## TASK STATEMENT
Return the essay on AI and the future of labor word for word, in full.

## EXTRACT TO READ
################

What’s our future with AI?
No, I am not going to begin with the cliché of comparing AI to historical technological leaps, such as the Industrial Revolution or the dot-com era, which created new jobs. You’ve heard enough of those comparisons. Yet, you are still filled with questions about our future, aren’t you? Instead, I invite you to adopt a more fundamental perspective as we explore this potentially existential crisis facing humanity.
Where do I start? Labor. What does labor mean to human society today? For many, it is a means of living and survival. Yet, the modern conception of labor—fixed working hours for wages at a defined workplace, with employment as the primary channel for distributing economic benefits—is largely a product of the Industrial Revolution. Since then, we have witnessed massive growth in the human population and the rise of corporate behemoths employing vast numbers of people. Factories introduced division of labor, where individuals didn’t need to grasp the whole production process—just their specific role, or their cog in the machine. This created room for middle layers: supervisors, schedulers, analysts. Over time, alongside substantial government expansion, many institutions have become too large and interconnected to fail. In the past 250 years, humanity has developed enormous systems wherever it has stepped, and nearly everyone has become a cog within these divided yet interconnected structures. This development has conditioned us to believe this system is necessary for survival—the only way we can live. Very few have noticed the disconnect between headcount and value the systems produce, whether government, large corporations, academia, or elsewhere. These systems, while delivering unprecedented material prosperity for many, have served as critical means to provide agency and meaning to individuals who were shaped to exist and become such systems—yet we must question whether this prosperity has come at too high a cost to genuine human meaning and agency.

################

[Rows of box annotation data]
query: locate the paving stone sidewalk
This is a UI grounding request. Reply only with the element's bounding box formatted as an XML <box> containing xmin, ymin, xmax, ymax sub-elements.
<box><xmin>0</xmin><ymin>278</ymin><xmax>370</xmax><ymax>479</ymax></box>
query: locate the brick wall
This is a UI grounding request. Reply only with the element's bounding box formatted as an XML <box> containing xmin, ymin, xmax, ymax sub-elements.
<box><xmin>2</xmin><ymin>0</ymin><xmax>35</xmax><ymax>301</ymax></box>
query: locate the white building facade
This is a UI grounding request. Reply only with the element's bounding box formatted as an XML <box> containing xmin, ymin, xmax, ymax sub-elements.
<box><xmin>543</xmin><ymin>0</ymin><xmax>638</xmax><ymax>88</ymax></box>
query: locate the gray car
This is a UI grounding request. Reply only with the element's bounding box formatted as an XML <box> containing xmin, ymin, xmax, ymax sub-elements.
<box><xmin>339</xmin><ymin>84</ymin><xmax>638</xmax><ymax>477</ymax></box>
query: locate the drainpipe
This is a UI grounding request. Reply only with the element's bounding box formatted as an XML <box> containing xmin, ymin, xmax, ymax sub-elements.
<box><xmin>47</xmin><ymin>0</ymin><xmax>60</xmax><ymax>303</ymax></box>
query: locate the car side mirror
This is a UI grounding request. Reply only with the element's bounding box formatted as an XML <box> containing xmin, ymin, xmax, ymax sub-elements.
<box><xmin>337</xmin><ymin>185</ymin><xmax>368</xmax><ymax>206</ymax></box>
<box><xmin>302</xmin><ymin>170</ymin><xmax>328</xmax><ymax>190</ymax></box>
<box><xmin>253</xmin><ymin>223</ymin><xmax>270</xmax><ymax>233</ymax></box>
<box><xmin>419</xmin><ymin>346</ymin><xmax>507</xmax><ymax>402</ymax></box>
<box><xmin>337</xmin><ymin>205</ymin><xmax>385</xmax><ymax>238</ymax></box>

################

## SOLUTION
What’s our future with AI?
No, I am not going to begin with the cliché of comparing AI to historical technological leaps, such as the Industrial Revolution or the dot-com era, which created new jobs. You’ve heard enough of those comparisons. Yet, you are still filled with questions about our future, aren’t you? Instead, I invite you to adopt a more fundamental perspective as we explore this potentially existential crisis facing humanity.
Where do I start? Labor. What does labor mean to human society today? For many, it is a means of living and survival. Yet, the modern conception of labor—fixed working hours for wages at a defined workplace, with employment as the primary channel for distributing economic benefits—is largely a product of the Industrial Revolution. Since then, we have witnessed massive growth in the human population and the rise of corporate behemoths employing vast numbers of people. Factories introduced division of labor, where individuals didn’t need to grasp the whole production process—just their specific role, or their cog in the machine. This created room for middle layers: supervisors, schedulers, analysts. Over time, alongside substantial government expansion, many institutions have become too large and interconnected to fail. In the past 250 years, humanity has developed enormous systems wherever it has stepped, and nearly everyone has become a cog within these divided yet interconnected structures. This development has conditioned us to believe this system is necessary for survival—the only way we can live. Very few have noticed the disconnect between headcount and value the systems produce, whether government, large corporations, academia, or elsewhere. These systems, while delivering unprecedented material prosperity for many, have served as critical means to provide agency and meaning to individuals who were shaped to exist and become such systems—yet we must question whether this prosperity has come at too high a cost to genuine human meaning and agency.